Work required: According to the Chungking Mansions text below, when was the building completed?
---- Selected excerpt
Chungking Mansions is a building located at 36–44 Nathan Road in Tsim Sha Tsui, Kowloon, Hong Kong. Though the building was supposed to be residential, it is made up of many independent low-budget hotels, shops and other services. As well as selling to the public, the stalls in the building cater to wholesalers shipping goods to Africa and South Asia. The unusual atmosphere of the building is sometimes compared to that of the former Kowloon Walled City.

Chungking Mansions features guesthouses, curry restaurants, African bistros, clothing shops, sari stores, and foreign exchange offices. It often acts as a large gathering place for some of the ethnic minorities in Hong Kong, particularly South Asians (Indians, Nepalese, Pakistanis, Bangladeshis and Sri Lankans), Middle Eastern people, Nigerians, Europeans, Americans, and many other peoples of the world. Peter Shadbolt of CNN stated that the complex was the "unofficial African quarter of Hong Kong".

The building was completed on 11 November 1961, at which time Chinese residents predominated. Now, after more than five decades of use, there are an estimated 4,000 people living in the complex.

Building structure and housing

The building is named after the city of Chongqing, specifically its old postal name Chungking. Chungking Mansions is 17 storeys tall and consists of five blocks, named A, B, C, D and E.

There are two lifts in each block, one of which serves even-numbered floors, the other odd-numbered floors. A CCTV camera system exists at the ground floor level for each of the lift cars.

The first two floors are common spaces where residents are able to wander around under the blocks; the third floor is a terrace level between the blocks where the tower blocks start to rise out of the base of the building; and all floors above this floor are accessible only by the stairways and lifts contained in each block.

The separate Cke Shopping Mall, a few metres to the north of the main entrance, however, protrudes into the 3rd floor of blocks A and B.

Location

Chungking Mansions is located in one of the busiest districts of Hong Kong; it is very close to the Tsim Sha Tsui station and East Tsim Sha Tsui station of the MTR.

Kowloon Park is anchored by a mosque and this structure and the park itself are a popular refuge from the crowding of the Chungking Mansions and the surrounding area. The Hong Kong Cultural Centre and the Museum of Art are close by, across Salisbury Road.

Businesses
While Chungking Mansions is designated for residential use, the building includes a wide variety of commercial establishments.

Retail
There are three shopping arcades within Chungking Mansions. All have their main entrances on Nathan Road: the main arcade, Cke Shopping Mall and Wood House. The original mall was closed in 1998. It reopened later and the Cke and Wood House were created. In addition, shops and restaurants can be found on many floors.

 The main arcade is accessible from the main entrance. It is located on the ground floor and 1st floor of the building.
 Cke Shopping Mall. In 2003, the first and second floors were acquired by a developer for approximately HK$200 million, and spent HK$50 million on renovations. Under the new building plan, the  second floor was divided into 360 small shops measuring 50 to  each and resold. The new "Chungking Express" mall was relaunched at the end of 2004. It was later renamed Cke mall.
--------
---- Supplied data
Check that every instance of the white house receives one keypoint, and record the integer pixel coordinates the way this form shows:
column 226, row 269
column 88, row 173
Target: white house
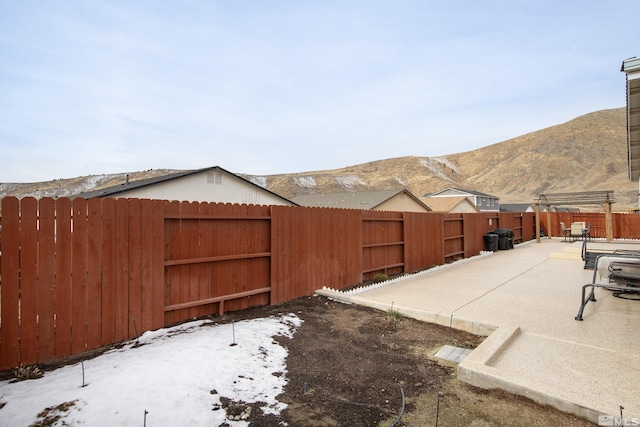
--------
The reply: 11 November 1961